[Image point annotation entries]

◆ ◆ ◆

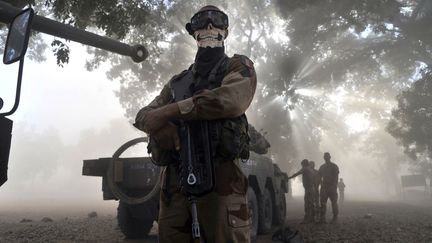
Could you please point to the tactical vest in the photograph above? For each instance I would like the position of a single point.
(230, 138)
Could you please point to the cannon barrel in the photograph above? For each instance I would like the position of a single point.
(138, 53)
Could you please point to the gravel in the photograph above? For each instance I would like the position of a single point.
(388, 222)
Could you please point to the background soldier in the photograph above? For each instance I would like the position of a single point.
(341, 187)
(329, 173)
(237, 79)
(317, 182)
(308, 184)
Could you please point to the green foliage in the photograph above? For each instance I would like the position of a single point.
(61, 51)
(368, 48)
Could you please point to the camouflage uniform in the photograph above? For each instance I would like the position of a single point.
(308, 184)
(329, 173)
(317, 182)
(341, 186)
(223, 213)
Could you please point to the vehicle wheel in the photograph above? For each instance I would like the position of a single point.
(265, 212)
(132, 228)
(253, 210)
(280, 213)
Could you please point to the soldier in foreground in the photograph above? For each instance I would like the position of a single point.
(222, 89)
(308, 184)
(329, 173)
(317, 182)
(341, 187)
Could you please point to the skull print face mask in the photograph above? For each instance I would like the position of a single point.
(210, 37)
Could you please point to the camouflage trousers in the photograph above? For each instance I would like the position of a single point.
(325, 194)
(223, 214)
(309, 206)
(316, 203)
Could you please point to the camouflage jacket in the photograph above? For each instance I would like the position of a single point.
(229, 100)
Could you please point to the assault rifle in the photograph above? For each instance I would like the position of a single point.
(196, 164)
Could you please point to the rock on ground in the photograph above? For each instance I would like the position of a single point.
(390, 222)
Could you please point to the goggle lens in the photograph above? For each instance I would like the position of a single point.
(217, 18)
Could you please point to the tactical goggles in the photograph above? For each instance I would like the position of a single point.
(201, 19)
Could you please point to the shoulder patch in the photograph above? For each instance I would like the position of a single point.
(244, 60)
(177, 76)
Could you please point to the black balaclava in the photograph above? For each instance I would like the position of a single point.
(206, 58)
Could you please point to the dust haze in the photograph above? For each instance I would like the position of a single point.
(326, 84)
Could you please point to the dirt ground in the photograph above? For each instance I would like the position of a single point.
(359, 222)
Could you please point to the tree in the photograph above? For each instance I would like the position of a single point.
(318, 61)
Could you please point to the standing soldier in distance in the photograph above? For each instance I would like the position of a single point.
(308, 184)
(329, 173)
(223, 213)
(341, 187)
(317, 182)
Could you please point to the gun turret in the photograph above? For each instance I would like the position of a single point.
(138, 53)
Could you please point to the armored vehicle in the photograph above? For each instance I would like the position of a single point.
(135, 183)
(20, 23)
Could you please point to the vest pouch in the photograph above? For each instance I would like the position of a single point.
(159, 156)
(234, 140)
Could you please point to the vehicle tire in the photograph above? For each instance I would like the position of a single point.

◆ ◆ ◆

SET PROBLEM
Write out, word for word, every line from the one containing "Could you please point to the goggle" through the last line of the records above.

RESULT
Could you please point to the goggle lens in the photograph above? For each instance I would like the position of a single point.
(217, 18)
Could you please point to the tactical goggles in the photograph above? For each instance I would like the position of a single point.
(201, 19)
Could you please point to the shoulder patch in the photograph above? For each instance I would like the position of a single point.
(244, 60)
(177, 76)
Could you please point to the black balaclava in the photograph above? For each instance I would like the position of a single point.
(206, 58)
Could you please point to the dust haze in the photograph above? For each instance I would like the position of a single point.
(326, 84)
Could you please point to the dirt ground in the photograph above? For each instance I would like the position of a single point.
(359, 222)
Could you please point to the tree in the photograph above? For each instance I would like the position of a single point.
(318, 61)
Could you please point to the standing soldier in distance in the photograph above? For each instance I would like the position of a single point.
(308, 184)
(329, 173)
(223, 213)
(341, 187)
(317, 182)
Could you please point to the gun turret in the photograph above? For each instance I would like the position of a single point.
(138, 53)
Could you please point to the armored vehicle in the photograph above? For each instance I would like the position of a single point.
(135, 183)
(20, 23)
Could you please point to the vest pouch in the photograph above? For each instance I would like the position of a single point.
(159, 156)
(234, 140)
Could you please point to the vehicle tire in the photograph above? For each instance I would like the position of a single point.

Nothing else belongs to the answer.